BEGIN PAGE EXTRACT

By Susan Gately - 13 May, 2016
The Pro Life group, Precious Life, has said that the Northern Ireland Assembly election results are an endorsement of pro life parties.
Prior to the 5 May vote, Precious Life launched its ‘Your Vote Matters’ campaign, appealing to voters to vote pro life and distributing over 100,000 leaflets to homes, churches, and in city centres throughout the six counties.
Their website contained a comprehensive list of all the candidates in the election and where they stood on abortion.
The Democratic Unionist Party (DUP), Social and Democratic and Labour Party, roughly half the members of the Ulster Unionist Party and some Independents all said they were against abortion.
Sinn Féin, the Alliance Party, the Greens and People Before Profit support greater access to abortion.
The elections, the fifth since the devolved assembly was established in 1998, saw the Democratic Unionist Party (DUP) win 38 seats, Sinn Féin (SF) – 28, Ulster Unionist Party (UUP) – 16, Social Democratic and Labour Party (SDLP) – 12, and the Alliance 8.
The Greens and People Before Profit won two seats each and Traditional Unionist Voice, one seat. The turnout was almost 60%.
Fifty nine of the 108 candidates elected oppose abortion (SDLP, DUP, 8 UUP Members of the Legislative Assembly and the TUV ).
Reacting to the Assembly Election results, Bernadette Smyth, the director of Precious Life congratulated the newly elected Members of the Northern Ireland Assembly who had vowed to defend the right to life of all unborn children at Stormont.
“The DUP and SDLP have publicly made clear that they are pro-life parties,” she said.

END PAGE EXTRACT
BEGIN DATASET

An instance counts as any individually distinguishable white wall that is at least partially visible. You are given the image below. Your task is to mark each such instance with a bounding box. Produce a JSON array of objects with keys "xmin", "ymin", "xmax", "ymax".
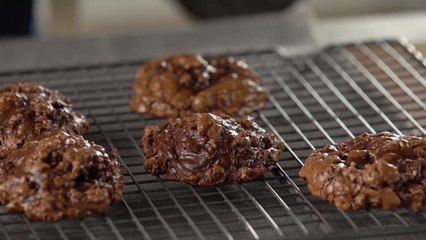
[{"xmin": 34, "ymin": 0, "xmax": 191, "ymax": 37}]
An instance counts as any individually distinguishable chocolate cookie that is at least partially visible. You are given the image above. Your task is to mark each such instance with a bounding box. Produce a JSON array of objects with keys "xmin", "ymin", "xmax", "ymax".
[
  {"xmin": 141, "ymin": 113, "xmax": 284, "ymax": 185},
  {"xmin": 300, "ymin": 132, "xmax": 426, "ymax": 212},
  {"xmin": 0, "ymin": 83, "xmax": 89, "ymax": 157},
  {"xmin": 0, "ymin": 131, "xmax": 124, "ymax": 221},
  {"xmin": 130, "ymin": 55, "xmax": 268, "ymax": 117}
]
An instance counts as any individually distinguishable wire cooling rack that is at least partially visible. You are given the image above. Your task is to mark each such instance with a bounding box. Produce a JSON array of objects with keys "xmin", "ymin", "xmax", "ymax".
[{"xmin": 0, "ymin": 38, "xmax": 426, "ymax": 239}]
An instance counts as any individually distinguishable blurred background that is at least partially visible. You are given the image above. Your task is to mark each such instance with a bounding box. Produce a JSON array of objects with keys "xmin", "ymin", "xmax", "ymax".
[{"xmin": 0, "ymin": 0, "xmax": 426, "ymax": 42}]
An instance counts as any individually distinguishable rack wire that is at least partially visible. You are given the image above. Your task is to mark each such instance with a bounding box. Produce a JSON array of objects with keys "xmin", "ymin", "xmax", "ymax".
[{"xmin": 0, "ymin": 41, "xmax": 426, "ymax": 239}]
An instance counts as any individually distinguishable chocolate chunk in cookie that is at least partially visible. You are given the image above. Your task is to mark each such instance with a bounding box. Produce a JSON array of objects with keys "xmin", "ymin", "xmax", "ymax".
[
  {"xmin": 141, "ymin": 113, "xmax": 284, "ymax": 185},
  {"xmin": 0, "ymin": 83, "xmax": 89, "ymax": 157},
  {"xmin": 300, "ymin": 132, "xmax": 426, "ymax": 212},
  {"xmin": 130, "ymin": 55, "xmax": 268, "ymax": 117},
  {"xmin": 0, "ymin": 131, "xmax": 124, "ymax": 221}
]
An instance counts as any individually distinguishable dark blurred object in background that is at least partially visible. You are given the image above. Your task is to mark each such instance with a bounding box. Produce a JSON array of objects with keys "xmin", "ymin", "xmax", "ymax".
[
  {"xmin": 0, "ymin": 0, "xmax": 33, "ymax": 38},
  {"xmin": 179, "ymin": 0, "xmax": 296, "ymax": 19}
]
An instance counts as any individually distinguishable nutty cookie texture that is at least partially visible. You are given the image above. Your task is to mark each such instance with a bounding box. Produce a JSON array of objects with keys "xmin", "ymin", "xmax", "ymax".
[
  {"xmin": 141, "ymin": 113, "xmax": 284, "ymax": 185},
  {"xmin": 130, "ymin": 54, "xmax": 268, "ymax": 118},
  {"xmin": 0, "ymin": 131, "xmax": 124, "ymax": 221},
  {"xmin": 0, "ymin": 83, "xmax": 89, "ymax": 157},
  {"xmin": 300, "ymin": 132, "xmax": 426, "ymax": 212}
]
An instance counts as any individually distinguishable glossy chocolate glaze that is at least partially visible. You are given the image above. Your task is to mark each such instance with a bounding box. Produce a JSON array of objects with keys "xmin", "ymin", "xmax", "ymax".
[
  {"xmin": 300, "ymin": 132, "xmax": 426, "ymax": 212},
  {"xmin": 130, "ymin": 54, "xmax": 268, "ymax": 117},
  {"xmin": 0, "ymin": 83, "xmax": 89, "ymax": 157},
  {"xmin": 141, "ymin": 113, "xmax": 284, "ymax": 185},
  {"xmin": 0, "ymin": 131, "xmax": 124, "ymax": 221}
]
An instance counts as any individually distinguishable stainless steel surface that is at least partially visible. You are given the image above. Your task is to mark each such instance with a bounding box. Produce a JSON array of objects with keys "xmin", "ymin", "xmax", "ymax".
[{"xmin": 0, "ymin": 41, "xmax": 426, "ymax": 239}]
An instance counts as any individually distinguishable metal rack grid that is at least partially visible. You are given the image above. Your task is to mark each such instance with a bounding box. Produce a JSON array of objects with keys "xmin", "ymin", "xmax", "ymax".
[{"xmin": 0, "ymin": 41, "xmax": 426, "ymax": 239}]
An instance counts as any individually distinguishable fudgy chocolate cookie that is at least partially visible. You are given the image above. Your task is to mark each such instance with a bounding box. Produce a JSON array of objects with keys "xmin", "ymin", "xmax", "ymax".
[
  {"xmin": 141, "ymin": 113, "xmax": 284, "ymax": 185},
  {"xmin": 0, "ymin": 131, "xmax": 124, "ymax": 221},
  {"xmin": 130, "ymin": 55, "xmax": 268, "ymax": 117},
  {"xmin": 300, "ymin": 132, "xmax": 426, "ymax": 212},
  {"xmin": 0, "ymin": 83, "xmax": 88, "ymax": 157}
]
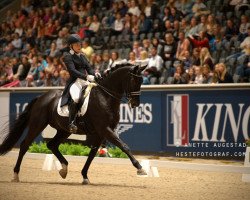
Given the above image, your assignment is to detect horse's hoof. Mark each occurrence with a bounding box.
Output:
[137,169,147,176]
[82,178,90,185]
[11,173,20,183]
[59,164,68,179]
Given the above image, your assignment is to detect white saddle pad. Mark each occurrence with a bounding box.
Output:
[57,83,96,117]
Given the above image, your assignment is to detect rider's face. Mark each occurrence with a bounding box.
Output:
[72,42,82,53]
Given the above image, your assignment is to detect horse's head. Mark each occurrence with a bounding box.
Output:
[125,65,147,108]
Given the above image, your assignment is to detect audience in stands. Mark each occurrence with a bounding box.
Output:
[0,0,250,87]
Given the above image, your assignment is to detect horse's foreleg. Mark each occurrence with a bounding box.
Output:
[82,140,102,185]
[47,131,70,179]
[103,127,146,175]
[12,122,47,182]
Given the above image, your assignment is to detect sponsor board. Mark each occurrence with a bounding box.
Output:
[165,90,250,157]
[0,89,250,159]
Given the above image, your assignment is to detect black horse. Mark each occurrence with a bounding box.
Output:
[0,64,146,184]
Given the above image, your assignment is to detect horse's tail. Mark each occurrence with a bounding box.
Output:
[0,98,37,155]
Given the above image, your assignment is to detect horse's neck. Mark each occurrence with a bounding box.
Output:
[103,69,127,96]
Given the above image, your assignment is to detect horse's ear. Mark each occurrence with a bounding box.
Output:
[132,65,139,74]
[139,65,148,72]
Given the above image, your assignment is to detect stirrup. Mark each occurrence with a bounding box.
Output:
[68,122,78,134]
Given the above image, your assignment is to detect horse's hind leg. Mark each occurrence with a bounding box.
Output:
[12,123,47,182]
[47,131,70,178]
[82,136,103,185]
[105,127,146,175]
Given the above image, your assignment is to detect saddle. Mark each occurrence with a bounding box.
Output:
[57,83,96,117]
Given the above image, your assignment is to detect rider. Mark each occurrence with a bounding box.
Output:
[61,34,95,133]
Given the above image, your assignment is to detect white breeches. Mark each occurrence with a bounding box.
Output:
[69,78,89,103]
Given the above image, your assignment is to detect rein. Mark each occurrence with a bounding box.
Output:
[96,73,142,103]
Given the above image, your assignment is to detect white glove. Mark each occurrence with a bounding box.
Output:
[95,72,102,79]
[87,75,95,82]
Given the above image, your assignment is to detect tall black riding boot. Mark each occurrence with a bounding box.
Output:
[69,102,78,134]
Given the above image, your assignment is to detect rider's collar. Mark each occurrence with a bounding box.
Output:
[69,49,81,56]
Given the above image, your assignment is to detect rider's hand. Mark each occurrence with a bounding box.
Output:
[87,75,95,82]
[95,72,102,79]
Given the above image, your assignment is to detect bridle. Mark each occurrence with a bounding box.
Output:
[96,72,142,105]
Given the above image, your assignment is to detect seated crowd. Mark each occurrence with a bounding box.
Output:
[0,0,250,87]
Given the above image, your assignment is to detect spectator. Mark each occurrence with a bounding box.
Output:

END DATASET

EXERCISES
• 1. Answer these questions from the Northern Ireland election article.
(a) How many leaflets did Precious Life distribute in its 'Your Vote Matters' campaign?
(b) How many seats did the Alliance win?
(c) What is Bernadette Smyth's role at Precious Life?
• 2. Carry the Northern Ireland election article forward from its final sentence.

ANSWERS TO THE PROBLEMS
• 1.
(a) Over 100,000
(b) 8
(c) Director

• 2.
“Precious Life are very hopeful that they will stand strong in their opposition to the plans of Sinn Féin and others to bring forward legislation to allow abortion in cases where an unborn child has been diagnosed with a life-limiting disability. We trust that they will not let their voters down.”
She appealed to the electorate to keep the pressure on political representatives to “ensure that they do not renege on their pro-life promises,” and invited the public to attend the 10th Annual All-Ireland Rally for Life in Belfast on 2 July 2016.
Precious Life, founded by Bernadette Smyth in 1997, is the largest pro-life group in Northern Ireland.
Composed of people from all sections of the community, it is non-denominational and non-party political.
The group believes that the dramatic drop in the numbers of women travelling from Northern Ireland to England for abortion is in part at least attributable to its activism, including the work it does on the streets.
In December 2014, Bernadette Smyth, was sentenced to 100-hours community service and a restraining order for harassing the previous head of the Marie Stopes clinic, Dawn Purvis.
The conviction was overturned in June last year in the Court of Appeal, when a judge ruled there was insufficient evidence that she harassed Dawn Purvis.